* [Records from a dataset]
····················
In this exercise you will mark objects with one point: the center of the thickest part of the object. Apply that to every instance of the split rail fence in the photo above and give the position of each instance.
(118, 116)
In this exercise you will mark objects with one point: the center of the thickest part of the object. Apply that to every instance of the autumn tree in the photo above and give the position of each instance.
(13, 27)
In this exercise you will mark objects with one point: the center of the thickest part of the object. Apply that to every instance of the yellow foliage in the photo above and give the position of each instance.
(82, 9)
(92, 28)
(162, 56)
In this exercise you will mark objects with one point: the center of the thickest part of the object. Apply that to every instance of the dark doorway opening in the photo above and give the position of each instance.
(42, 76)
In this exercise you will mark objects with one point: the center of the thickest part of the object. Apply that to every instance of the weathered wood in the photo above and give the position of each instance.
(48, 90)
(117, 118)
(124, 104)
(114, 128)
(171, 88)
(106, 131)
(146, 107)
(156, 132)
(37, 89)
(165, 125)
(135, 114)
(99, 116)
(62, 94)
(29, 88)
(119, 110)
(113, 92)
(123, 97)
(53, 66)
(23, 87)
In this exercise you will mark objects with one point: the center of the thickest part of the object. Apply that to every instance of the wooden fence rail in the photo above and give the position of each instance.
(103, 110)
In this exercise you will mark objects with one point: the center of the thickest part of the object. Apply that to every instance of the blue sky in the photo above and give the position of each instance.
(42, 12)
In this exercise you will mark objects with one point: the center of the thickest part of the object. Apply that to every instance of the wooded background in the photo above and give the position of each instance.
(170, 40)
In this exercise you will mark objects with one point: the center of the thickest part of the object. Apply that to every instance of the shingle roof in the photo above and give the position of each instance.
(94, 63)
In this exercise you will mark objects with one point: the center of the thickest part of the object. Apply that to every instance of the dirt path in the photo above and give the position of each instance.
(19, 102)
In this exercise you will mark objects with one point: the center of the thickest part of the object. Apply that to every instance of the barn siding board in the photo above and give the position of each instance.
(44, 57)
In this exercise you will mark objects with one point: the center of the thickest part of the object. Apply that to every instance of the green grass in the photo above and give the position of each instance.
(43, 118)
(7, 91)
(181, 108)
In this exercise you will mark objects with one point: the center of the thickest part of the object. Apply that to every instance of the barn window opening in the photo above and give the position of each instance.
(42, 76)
····················
* [WORK INSTRUCTIONS] Change every "thickest part" in the entries above to "widest part", keeping everything else the same.

* [EXERCISE RESPONSE]
In this exercise you will mark objects with one point: the center of the widest part of the object. Apply that to every instance of the split rail fence in the photo above and give the position of each instance.
(118, 116)
In this exercise you will mark objects with one point: the center of the widest part of the object. Apply that to every instance of the autumn tree in the photo above and give the position of each instance.
(13, 27)
In this exercise you will mark objects with one point: the center of the widest part of the object. Apply that to every instance of the yellow foliage in the photo above and give the position of each instance.
(82, 9)
(92, 28)
(162, 56)
In this exercise you will mark objects with one point: the center of the widest part of the object. Apply that to every instance of the dark doorway opening in the photo above and give the position of each instance.
(42, 76)
In this exercise you will mark objects with one point: the center of the widest part of the object. Apply that to every instance of the weathered wood in the photo above and give the position of each instance.
(48, 90)
(117, 118)
(124, 104)
(114, 128)
(171, 88)
(106, 131)
(146, 107)
(156, 132)
(37, 89)
(165, 125)
(135, 114)
(99, 116)
(62, 94)
(29, 88)
(119, 110)
(113, 92)
(123, 97)
(53, 66)
(23, 87)
In this exercise you will mark objects with one point: the center of the widest part of the object. Apply that to every instance of the wooden fence rail in the photo above and give the position of each instance.
(103, 110)
In this exercise you will mark objects with one point: the center of the widest part of the object. Apply that to every instance of the blue sky in the photo above and give the position of each instance.
(42, 12)
In this exercise you will mark objects with one point: the center of the widest part of the object. Apply that to every instance of the wooded background in the photo above and give the position of each instance.
(170, 40)
In this exercise you will mark objects with one point: the center of the widest part of the object. Apply that to every instance of the shingle roof in the photo above and give the position of each instance.
(94, 63)
In this exercise you will mark objects with one point: the center of the widest part of the object. Apply that to every instance of the dirt path in the photo above and give the position of each instance.
(19, 102)
In this exercise you will mark objects with one point: the center of the widest part of the object. Apply that to every instance of the barn siding board in the photo above and give the position of each instance.
(44, 57)
In this exercise you will mark objects with one point: the center of the widest part of the object. Apply that to every instance of the green grass in the photo above and give the position of each instance.
(43, 118)
(7, 91)
(181, 108)
In this exercise you will mark objects with one point: the center of the widest part of the object. Apply that to every instance of the barn window opening in the photo above and give the position of each instance.
(42, 76)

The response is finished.